┏━━
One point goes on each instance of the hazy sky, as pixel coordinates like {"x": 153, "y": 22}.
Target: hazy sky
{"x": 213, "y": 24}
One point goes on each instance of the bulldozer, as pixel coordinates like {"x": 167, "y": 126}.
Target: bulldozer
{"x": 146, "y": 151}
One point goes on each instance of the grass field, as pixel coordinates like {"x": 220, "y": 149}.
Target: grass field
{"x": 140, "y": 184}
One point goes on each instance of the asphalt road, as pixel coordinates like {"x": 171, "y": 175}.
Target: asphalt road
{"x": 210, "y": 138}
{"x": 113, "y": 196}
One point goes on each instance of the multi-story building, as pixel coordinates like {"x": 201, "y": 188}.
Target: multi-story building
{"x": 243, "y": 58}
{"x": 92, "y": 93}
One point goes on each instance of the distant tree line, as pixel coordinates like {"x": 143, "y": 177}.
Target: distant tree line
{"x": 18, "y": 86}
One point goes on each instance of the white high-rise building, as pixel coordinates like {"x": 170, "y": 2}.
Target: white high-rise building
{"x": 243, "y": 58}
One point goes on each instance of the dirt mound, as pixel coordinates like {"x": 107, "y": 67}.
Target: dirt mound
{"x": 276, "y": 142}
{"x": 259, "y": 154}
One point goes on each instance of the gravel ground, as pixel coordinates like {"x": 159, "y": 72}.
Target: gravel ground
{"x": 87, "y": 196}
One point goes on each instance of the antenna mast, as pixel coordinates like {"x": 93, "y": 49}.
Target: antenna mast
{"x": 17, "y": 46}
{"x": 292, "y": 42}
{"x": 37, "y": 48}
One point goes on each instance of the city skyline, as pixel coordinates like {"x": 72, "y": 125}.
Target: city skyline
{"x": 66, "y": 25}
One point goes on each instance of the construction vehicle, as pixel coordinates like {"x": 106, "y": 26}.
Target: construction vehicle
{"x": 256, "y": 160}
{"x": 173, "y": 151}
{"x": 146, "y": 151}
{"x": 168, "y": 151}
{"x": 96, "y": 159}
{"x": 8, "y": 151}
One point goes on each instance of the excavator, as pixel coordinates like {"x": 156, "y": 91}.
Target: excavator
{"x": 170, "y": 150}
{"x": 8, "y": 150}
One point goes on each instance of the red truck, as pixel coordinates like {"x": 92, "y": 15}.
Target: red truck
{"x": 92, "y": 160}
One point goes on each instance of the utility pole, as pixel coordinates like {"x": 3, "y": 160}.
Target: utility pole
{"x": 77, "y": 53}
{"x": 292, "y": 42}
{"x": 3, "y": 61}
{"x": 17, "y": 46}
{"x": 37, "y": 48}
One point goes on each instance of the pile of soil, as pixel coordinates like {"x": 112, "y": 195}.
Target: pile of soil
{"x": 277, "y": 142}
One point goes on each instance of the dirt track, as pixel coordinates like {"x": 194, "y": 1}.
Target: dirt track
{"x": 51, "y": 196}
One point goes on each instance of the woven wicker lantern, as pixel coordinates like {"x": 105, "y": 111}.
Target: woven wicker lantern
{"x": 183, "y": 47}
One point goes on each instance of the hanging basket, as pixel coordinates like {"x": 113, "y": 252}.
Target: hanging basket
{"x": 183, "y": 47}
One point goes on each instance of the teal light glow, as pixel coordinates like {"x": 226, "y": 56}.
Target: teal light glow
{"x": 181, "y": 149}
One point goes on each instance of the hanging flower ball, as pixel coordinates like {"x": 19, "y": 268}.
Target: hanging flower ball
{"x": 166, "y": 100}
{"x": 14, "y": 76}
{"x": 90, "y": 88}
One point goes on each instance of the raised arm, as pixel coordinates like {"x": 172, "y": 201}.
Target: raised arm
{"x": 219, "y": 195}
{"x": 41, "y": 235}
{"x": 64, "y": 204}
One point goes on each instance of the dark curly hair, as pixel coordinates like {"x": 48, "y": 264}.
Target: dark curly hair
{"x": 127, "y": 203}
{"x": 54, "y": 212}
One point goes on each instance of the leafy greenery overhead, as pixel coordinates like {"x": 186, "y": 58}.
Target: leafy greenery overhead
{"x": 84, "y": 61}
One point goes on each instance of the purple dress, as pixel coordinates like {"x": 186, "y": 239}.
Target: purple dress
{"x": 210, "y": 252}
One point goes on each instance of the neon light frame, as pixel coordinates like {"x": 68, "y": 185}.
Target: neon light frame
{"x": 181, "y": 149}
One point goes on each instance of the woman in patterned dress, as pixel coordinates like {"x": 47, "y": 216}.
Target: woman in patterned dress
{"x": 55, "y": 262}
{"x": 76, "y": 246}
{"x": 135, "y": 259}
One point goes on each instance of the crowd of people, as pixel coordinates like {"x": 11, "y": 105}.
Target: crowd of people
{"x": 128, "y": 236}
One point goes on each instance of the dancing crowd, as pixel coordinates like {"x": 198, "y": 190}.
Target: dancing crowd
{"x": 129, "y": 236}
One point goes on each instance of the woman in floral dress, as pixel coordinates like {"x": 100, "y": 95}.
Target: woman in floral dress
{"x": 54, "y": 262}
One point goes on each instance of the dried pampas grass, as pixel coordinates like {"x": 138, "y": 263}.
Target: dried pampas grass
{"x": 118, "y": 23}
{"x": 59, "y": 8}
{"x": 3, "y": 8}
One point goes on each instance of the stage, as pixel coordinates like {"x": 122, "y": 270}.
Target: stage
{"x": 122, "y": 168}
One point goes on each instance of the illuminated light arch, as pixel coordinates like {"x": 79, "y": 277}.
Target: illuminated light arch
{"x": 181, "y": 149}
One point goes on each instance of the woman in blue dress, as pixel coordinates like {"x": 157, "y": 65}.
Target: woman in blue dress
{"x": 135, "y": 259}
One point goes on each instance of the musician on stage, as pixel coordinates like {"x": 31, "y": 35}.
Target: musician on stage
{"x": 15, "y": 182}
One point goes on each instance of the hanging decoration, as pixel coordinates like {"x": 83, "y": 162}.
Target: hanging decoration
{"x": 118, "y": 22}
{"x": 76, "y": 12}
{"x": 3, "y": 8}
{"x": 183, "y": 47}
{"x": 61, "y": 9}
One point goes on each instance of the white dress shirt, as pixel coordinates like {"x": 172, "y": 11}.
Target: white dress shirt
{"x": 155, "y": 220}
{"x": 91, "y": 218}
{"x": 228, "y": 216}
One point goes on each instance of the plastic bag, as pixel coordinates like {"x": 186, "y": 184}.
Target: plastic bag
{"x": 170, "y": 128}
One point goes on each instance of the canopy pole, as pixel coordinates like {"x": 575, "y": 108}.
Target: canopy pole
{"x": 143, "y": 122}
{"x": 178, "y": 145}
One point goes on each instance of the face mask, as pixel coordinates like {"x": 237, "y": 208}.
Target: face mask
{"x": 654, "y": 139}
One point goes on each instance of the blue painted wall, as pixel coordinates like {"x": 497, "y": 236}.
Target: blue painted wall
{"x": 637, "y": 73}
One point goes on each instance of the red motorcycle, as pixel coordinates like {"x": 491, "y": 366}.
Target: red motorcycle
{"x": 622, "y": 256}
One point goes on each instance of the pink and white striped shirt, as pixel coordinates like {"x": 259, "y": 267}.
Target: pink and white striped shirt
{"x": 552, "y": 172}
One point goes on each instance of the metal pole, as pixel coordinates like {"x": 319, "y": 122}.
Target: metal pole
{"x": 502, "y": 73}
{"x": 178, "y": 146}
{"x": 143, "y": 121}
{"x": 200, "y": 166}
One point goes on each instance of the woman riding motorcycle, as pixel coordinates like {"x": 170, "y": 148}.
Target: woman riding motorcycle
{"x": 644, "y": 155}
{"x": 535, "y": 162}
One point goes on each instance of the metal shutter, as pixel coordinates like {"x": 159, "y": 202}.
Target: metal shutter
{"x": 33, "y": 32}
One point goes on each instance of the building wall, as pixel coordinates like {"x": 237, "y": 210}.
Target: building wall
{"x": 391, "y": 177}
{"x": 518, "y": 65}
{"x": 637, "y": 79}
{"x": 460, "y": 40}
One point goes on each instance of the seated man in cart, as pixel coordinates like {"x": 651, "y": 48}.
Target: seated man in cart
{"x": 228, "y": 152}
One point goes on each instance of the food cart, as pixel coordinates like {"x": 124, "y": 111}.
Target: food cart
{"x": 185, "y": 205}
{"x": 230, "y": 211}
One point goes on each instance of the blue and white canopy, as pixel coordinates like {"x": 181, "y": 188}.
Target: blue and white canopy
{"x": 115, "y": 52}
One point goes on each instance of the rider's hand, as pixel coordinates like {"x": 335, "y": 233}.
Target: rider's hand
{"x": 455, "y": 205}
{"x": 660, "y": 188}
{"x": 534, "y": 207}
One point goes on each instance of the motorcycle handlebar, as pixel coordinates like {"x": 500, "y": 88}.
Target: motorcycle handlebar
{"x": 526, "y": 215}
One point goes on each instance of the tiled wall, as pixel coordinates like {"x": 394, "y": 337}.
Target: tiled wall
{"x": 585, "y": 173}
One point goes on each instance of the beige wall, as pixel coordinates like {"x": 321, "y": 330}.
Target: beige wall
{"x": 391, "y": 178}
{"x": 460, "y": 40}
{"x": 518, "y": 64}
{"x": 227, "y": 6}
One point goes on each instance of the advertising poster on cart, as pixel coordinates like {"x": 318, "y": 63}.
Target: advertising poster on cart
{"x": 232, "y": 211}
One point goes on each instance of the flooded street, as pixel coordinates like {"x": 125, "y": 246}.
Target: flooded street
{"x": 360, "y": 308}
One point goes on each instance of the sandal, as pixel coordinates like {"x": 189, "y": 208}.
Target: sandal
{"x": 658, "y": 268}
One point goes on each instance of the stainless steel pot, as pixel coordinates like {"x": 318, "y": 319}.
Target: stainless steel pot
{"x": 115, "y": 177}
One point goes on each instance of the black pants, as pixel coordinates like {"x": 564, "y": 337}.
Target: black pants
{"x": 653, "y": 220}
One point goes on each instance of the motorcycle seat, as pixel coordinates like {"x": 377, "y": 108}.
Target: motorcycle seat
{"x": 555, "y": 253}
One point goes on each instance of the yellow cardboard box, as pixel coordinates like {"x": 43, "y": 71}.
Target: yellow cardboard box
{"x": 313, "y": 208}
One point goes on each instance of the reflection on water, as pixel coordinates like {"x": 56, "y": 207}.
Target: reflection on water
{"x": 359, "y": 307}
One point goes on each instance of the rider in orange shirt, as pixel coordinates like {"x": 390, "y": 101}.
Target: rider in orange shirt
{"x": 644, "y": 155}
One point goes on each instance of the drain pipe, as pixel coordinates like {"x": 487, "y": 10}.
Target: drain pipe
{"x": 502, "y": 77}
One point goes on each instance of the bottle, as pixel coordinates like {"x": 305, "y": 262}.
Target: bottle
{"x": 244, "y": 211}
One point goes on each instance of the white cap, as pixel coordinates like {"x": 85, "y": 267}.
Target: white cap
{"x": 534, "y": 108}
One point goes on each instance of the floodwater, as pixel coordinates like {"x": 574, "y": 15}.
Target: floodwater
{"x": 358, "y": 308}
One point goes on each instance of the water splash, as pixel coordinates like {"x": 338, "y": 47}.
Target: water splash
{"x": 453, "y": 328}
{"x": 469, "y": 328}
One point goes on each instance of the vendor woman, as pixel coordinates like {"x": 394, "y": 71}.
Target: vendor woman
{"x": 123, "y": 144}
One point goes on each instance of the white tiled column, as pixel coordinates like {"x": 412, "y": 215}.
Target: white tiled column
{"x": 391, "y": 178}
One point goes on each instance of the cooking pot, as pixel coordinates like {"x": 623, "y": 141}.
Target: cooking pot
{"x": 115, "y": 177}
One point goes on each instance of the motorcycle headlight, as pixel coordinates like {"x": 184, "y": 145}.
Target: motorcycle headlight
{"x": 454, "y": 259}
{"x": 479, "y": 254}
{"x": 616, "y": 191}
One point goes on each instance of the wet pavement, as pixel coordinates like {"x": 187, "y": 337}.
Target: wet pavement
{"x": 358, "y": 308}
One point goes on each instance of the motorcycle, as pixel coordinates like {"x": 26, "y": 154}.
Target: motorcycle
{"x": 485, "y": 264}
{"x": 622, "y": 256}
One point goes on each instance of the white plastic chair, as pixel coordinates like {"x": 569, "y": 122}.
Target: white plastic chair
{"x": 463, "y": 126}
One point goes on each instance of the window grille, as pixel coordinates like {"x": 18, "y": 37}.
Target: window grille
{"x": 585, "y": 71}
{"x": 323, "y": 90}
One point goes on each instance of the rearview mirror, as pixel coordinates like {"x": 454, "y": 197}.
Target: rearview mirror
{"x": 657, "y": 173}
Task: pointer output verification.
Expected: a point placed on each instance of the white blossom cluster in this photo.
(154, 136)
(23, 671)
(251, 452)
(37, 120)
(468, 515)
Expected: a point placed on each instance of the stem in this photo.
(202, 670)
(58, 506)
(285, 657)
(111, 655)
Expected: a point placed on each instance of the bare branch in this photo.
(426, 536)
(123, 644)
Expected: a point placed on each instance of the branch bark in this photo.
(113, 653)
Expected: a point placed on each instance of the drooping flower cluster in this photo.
┗━━
WHAT TO WORK ON
Only the lines above, from the first through the one holding "One point goes on each instance of the asphalt", are to be output, and they must be copied exactly.

PROBLEM SOLUTION
One point goes on each instance of the hazy sky, as pixel coordinates like {"x": 153, "y": 22}.
Target: hazy sky
{"x": 213, "y": 24}
One point goes on each instance of the bulldozer, as pixel coordinates like {"x": 167, "y": 126}.
Target: bulldozer
{"x": 146, "y": 151}
One point goes on each instance of the grass field, as pixel coordinates like {"x": 220, "y": 149}.
Target: grass field
{"x": 140, "y": 184}
One point goes on each instance of the asphalt road, as pixel coordinates like {"x": 171, "y": 175}.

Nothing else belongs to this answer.